§ Exercise brief:
In the entries below, find the lines with the word "collar" and copy them.
----
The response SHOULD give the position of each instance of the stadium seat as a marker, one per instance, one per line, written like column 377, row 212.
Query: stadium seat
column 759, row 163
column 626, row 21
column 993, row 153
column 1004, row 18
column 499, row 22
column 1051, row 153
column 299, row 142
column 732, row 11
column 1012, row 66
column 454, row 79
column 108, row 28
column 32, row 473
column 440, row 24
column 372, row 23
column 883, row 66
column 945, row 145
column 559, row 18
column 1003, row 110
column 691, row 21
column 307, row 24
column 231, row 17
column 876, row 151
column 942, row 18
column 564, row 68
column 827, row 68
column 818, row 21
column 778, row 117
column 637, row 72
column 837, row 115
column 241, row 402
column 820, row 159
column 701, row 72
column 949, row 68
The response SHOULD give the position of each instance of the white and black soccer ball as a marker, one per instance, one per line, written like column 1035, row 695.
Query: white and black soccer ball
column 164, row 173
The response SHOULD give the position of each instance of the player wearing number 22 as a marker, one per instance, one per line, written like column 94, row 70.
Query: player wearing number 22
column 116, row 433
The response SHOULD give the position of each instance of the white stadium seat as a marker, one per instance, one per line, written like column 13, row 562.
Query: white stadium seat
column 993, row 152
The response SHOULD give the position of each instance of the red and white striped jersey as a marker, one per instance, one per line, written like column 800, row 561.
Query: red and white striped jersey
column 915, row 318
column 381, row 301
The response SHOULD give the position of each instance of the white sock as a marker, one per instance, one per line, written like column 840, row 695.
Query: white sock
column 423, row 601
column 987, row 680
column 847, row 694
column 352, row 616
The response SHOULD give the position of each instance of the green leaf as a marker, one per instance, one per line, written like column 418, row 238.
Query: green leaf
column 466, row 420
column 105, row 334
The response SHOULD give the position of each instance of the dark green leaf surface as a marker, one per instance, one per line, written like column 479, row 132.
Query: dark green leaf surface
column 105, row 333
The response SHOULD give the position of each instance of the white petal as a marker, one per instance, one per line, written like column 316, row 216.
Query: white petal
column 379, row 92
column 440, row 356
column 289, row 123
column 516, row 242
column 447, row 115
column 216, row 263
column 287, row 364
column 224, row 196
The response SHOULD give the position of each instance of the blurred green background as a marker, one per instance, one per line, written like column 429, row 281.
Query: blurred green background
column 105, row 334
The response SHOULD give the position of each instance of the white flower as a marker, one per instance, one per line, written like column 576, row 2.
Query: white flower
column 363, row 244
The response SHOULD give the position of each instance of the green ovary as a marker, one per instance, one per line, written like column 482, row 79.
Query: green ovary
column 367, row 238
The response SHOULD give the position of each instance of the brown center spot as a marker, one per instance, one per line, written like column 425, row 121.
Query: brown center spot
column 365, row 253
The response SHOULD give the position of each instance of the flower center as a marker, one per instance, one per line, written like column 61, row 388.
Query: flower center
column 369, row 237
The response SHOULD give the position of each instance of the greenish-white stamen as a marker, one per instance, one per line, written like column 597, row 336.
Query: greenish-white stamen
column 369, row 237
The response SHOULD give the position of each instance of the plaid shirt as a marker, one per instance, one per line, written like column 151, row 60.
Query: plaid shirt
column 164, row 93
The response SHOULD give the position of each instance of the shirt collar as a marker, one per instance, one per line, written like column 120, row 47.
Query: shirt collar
----
§ Exercise result:
The response SHOULD give the position of each instance of the shirt collar as a marker, one per instance, one per line, written like column 120, row 47.
Query: shirt collar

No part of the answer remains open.